(DATASET RECORDS)
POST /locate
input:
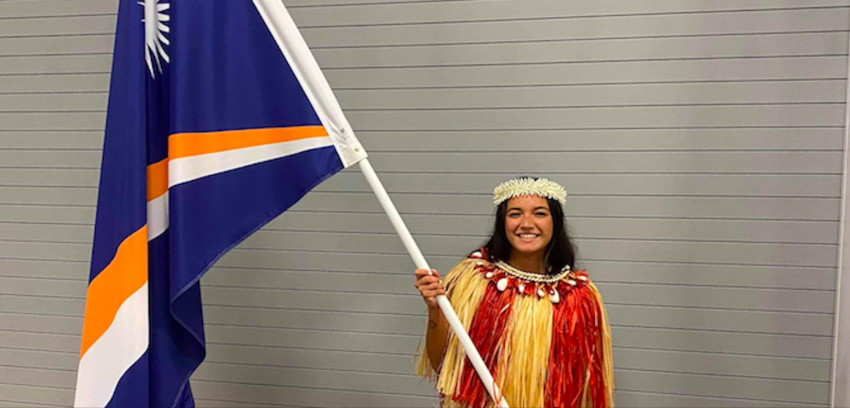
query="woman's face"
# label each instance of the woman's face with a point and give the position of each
(528, 225)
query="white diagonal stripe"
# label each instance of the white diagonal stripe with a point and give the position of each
(190, 168)
(157, 216)
(106, 361)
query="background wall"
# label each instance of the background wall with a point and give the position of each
(700, 142)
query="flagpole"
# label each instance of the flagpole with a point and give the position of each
(318, 91)
(442, 300)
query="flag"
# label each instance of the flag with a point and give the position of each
(209, 135)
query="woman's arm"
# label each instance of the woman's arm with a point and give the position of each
(430, 286)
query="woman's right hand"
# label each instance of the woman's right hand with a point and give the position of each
(430, 286)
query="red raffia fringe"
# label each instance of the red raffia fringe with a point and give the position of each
(577, 355)
(487, 333)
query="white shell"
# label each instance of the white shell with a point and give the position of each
(502, 284)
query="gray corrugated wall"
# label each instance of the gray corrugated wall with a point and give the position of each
(700, 142)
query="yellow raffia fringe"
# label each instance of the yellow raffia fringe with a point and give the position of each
(465, 288)
(529, 335)
(607, 353)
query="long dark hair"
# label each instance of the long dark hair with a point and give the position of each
(559, 252)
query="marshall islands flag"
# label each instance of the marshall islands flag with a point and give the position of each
(213, 129)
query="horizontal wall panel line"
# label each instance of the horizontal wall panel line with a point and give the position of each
(437, 193)
(41, 351)
(51, 279)
(112, 34)
(358, 391)
(562, 40)
(456, 43)
(385, 234)
(819, 336)
(39, 368)
(569, 217)
(30, 403)
(58, 54)
(548, 85)
(525, 63)
(520, 108)
(728, 353)
(44, 260)
(455, 255)
(510, 173)
(53, 92)
(33, 74)
(50, 387)
(588, 16)
(517, 108)
(56, 16)
(412, 295)
(252, 403)
(485, 152)
(54, 334)
(378, 353)
(796, 403)
(411, 374)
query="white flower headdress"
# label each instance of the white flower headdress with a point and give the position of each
(529, 186)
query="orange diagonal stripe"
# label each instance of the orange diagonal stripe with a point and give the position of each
(157, 179)
(127, 272)
(191, 144)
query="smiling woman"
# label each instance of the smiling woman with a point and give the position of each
(539, 325)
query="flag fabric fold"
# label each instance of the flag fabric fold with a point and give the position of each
(209, 135)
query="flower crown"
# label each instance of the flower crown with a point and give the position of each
(529, 186)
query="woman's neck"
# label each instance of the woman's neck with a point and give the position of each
(529, 263)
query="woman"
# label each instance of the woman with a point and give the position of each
(540, 326)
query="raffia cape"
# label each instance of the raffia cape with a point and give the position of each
(547, 345)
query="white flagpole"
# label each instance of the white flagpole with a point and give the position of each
(316, 87)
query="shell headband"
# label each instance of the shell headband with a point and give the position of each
(528, 186)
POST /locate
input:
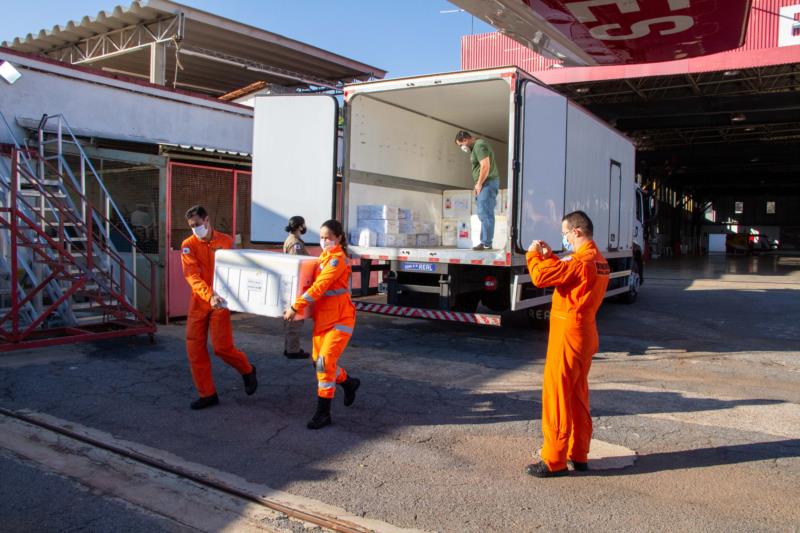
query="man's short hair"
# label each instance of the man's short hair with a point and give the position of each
(462, 136)
(198, 210)
(579, 219)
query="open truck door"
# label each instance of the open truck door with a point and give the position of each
(542, 146)
(294, 164)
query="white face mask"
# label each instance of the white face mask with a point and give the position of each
(200, 231)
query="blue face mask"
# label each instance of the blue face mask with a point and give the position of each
(565, 243)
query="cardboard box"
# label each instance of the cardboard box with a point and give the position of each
(363, 237)
(377, 212)
(501, 207)
(464, 234)
(380, 226)
(410, 226)
(389, 240)
(262, 283)
(449, 233)
(457, 203)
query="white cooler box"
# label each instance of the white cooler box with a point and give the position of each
(262, 283)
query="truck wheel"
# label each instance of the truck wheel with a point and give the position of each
(633, 285)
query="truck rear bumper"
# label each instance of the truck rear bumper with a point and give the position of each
(481, 319)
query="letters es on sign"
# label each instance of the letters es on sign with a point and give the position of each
(640, 31)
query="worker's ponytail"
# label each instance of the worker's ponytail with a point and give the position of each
(335, 227)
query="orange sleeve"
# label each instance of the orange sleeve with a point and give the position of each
(552, 271)
(191, 271)
(333, 270)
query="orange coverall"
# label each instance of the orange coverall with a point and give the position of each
(334, 318)
(580, 282)
(197, 260)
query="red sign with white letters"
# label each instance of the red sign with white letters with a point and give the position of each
(642, 31)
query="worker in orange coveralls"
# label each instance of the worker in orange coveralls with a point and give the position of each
(580, 280)
(334, 318)
(207, 311)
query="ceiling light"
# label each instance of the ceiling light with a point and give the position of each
(8, 72)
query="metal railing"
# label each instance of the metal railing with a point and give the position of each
(110, 207)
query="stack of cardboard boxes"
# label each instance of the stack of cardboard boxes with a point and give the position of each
(388, 226)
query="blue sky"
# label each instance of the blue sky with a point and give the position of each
(404, 37)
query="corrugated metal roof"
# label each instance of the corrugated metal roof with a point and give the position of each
(230, 40)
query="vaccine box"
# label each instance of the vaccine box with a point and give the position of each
(260, 282)
(457, 203)
(377, 212)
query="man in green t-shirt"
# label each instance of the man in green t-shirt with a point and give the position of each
(487, 183)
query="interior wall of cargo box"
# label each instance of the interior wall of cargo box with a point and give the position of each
(410, 133)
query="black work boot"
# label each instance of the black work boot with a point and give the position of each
(540, 470)
(579, 466)
(296, 355)
(350, 386)
(250, 381)
(322, 417)
(205, 401)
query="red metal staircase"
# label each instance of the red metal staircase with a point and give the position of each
(62, 279)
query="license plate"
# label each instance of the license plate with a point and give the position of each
(418, 267)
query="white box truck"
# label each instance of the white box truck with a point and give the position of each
(398, 150)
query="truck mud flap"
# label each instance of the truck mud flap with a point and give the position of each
(429, 314)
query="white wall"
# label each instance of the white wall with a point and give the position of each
(388, 140)
(104, 107)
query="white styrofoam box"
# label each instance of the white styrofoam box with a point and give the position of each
(387, 239)
(380, 226)
(410, 226)
(449, 232)
(464, 234)
(377, 212)
(500, 231)
(363, 237)
(457, 203)
(260, 282)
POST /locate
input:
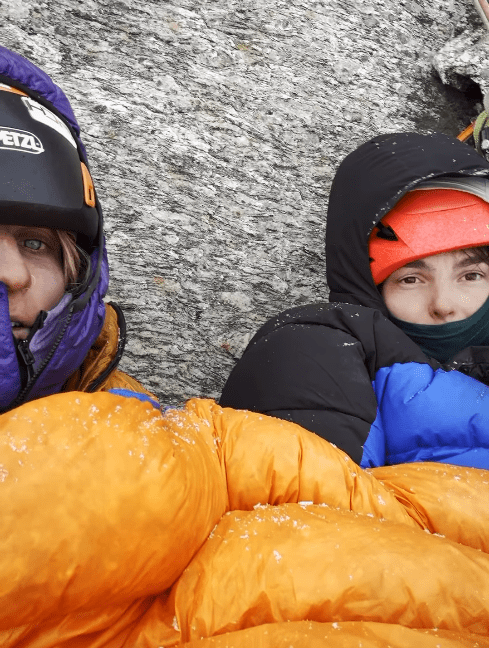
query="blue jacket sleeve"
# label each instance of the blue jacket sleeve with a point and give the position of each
(428, 415)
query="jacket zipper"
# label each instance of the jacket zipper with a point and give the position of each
(28, 358)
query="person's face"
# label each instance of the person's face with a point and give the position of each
(438, 289)
(31, 268)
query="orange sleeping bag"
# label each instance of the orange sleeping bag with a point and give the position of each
(121, 526)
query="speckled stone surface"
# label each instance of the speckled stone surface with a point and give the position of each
(214, 128)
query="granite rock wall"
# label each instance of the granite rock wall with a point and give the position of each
(214, 128)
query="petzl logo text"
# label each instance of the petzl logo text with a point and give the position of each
(13, 139)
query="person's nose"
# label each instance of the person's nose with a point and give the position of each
(443, 307)
(13, 270)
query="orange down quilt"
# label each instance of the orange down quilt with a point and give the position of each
(215, 528)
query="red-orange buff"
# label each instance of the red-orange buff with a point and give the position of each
(121, 526)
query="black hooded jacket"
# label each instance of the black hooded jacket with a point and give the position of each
(316, 364)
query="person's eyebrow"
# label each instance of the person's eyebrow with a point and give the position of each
(419, 263)
(467, 261)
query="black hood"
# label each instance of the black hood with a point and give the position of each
(369, 182)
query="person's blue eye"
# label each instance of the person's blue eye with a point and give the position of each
(473, 276)
(33, 244)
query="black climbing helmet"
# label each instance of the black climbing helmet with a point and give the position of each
(44, 180)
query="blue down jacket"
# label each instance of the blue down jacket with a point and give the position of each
(342, 369)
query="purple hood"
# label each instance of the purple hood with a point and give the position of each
(81, 328)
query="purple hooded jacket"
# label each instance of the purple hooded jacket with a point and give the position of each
(75, 331)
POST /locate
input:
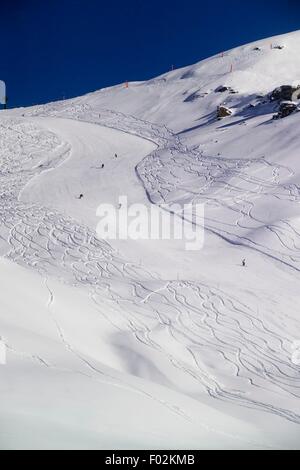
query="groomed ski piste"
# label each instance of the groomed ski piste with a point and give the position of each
(142, 344)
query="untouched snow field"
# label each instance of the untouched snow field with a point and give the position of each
(142, 344)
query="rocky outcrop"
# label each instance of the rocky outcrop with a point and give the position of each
(285, 93)
(223, 89)
(223, 112)
(286, 108)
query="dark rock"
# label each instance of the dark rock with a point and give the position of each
(285, 93)
(194, 96)
(223, 112)
(223, 89)
(286, 108)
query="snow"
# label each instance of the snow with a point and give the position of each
(125, 344)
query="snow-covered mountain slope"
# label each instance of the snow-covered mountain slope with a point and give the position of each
(173, 348)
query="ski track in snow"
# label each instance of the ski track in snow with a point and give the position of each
(201, 320)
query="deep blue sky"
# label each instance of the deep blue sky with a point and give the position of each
(63, 48)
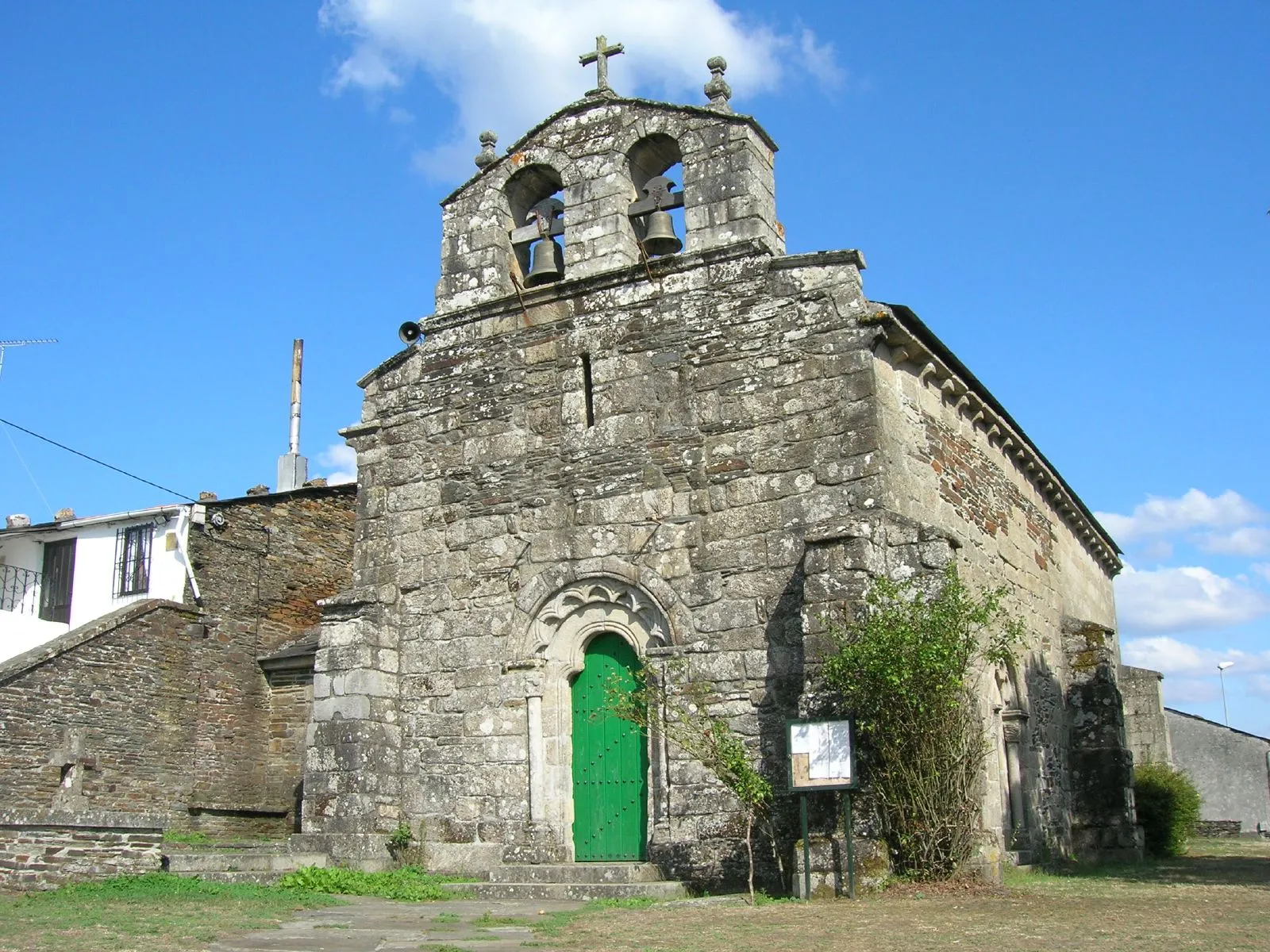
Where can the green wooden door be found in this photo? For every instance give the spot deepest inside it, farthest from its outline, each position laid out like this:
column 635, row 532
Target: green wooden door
column 610, row 761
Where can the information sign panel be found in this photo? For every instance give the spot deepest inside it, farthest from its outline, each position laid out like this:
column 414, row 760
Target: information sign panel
column 822, row 755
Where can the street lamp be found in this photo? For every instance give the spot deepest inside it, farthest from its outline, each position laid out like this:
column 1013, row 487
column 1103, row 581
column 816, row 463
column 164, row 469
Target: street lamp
column 1221, row 673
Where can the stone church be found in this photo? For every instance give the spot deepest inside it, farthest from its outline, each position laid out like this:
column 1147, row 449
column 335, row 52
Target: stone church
column 634, row 429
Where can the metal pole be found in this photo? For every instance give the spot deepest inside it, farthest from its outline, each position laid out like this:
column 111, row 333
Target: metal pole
column 1226, row 714
column 806, row 854
column 298, row 359
column 851, row 847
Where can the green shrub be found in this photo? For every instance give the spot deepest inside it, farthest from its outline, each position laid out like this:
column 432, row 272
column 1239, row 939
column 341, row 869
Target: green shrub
column 1168, row 808
column 903, row 666
column 408, row 882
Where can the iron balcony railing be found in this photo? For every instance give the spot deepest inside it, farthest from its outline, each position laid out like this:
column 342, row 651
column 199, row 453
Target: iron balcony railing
column 19, row 589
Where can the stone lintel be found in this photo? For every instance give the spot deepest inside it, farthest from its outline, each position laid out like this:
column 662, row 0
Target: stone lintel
column 368, row 428
column 819, row 259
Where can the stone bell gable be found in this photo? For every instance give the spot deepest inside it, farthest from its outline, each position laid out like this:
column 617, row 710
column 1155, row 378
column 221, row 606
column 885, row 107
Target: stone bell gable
column 696, row 454
column 598, row 154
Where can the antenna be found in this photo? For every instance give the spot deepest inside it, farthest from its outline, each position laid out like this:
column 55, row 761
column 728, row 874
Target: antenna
column 292, row 467
column 22, row 343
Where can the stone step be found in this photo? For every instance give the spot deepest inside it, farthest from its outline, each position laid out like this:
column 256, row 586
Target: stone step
column 239, row 861
column 577, row 873
column 560, row 892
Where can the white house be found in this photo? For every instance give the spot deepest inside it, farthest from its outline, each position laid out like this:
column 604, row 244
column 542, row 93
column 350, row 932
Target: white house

(TASK DIRECTIONS) Start at the line in the records that contains "Where can the stone bell" and stop after the line that contains "column 885, row 107". Turn those lines into a Markdown table with the columns Row and Line, numbering each row and leaving out any blank lines.

(SOLUTION BELOW)
| Row | Line |
|---|---|
| 1 | Where can the stone bell gable be found in this photo? For every instance give the spot deepest inside it, farthest from its outline, each position laid out like this: |
| 2 | column 617, row 710 |
| 3 | column 1155, row 378 |
| 4 | column 221, row 606 |
| 5 | column 885, row 107 |